Cultural History Case — Dr. Frank Siebert dedicated much of his life to safeguarding the Penobscot Native American language. After many interviews with native speakers he created a full dictionary using special software, stored on diskettes that were unfortunately not at all compatible with standard file systems. Character encoding was also morphed for unique display hardware. We had the honor to work with the American Philosophical Society and Maine Folk Life Center on the project to ensure the preservation of this legacy treasure.
Thoughts on Preserving Data
There are some great data rescue organizations addressing specific needs. One example: the International Environmental Data Rescue Organization (IEDRO), focused on recovering older environmental observation data. They have leadership with the know-how to evaluate the scientific value and also perform the physical recovery and digitization.
Other groups have focused on certain things such as cataloguing the myriad PC file types and in some cases creating open-source conversion software. Another example, the CODATA Data-at-Risk Task Group, has several projects, one being creation of an inventory of important scientific data at risk of loss. And of course, there are computer museums to preserve old systems — some working, some not.
But, to our knowledge, there is not yet an organization to support the Preservation of Data Rescue Capabilities for older digital assets (that vapor trail). Such a group would be of support to scientists, historians, librarians, and archivists. It would collect details of capabilities and projects across government, academia, and commercial entities and stay in touch, ensuring that the tools don’t just fade away when projects end or certain staffers retire. In some cases, it would collect and manage equipment and software that would otherwise be lost. Do you agree that such an effort should be created? If so, should it be a new, distinct non-profit organization, or perhaps a broad initiative among entities already concerned with related matters?

-- WHAT NEEDS TO BE DONE --
In the text on preserving data, what is the International Environmental Data Rescue Organization (IEDRO) focused on?

-- DATASET ENTRIES --
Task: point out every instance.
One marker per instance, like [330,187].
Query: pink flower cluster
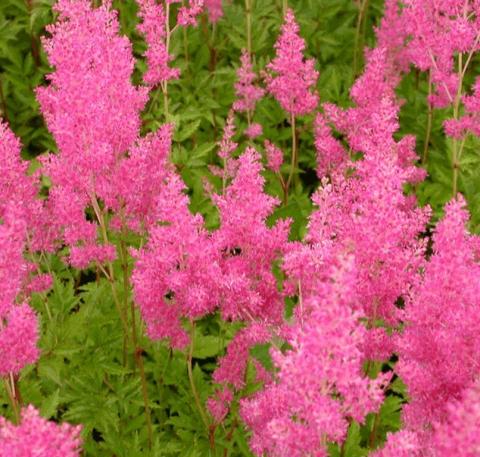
[20,212]
[185,271]
[432,36]
[320,383]
[440,345]
[290,78]
[155,27]
[36,436]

-- RESPONSE AREA --
Recovering older environmental observation data.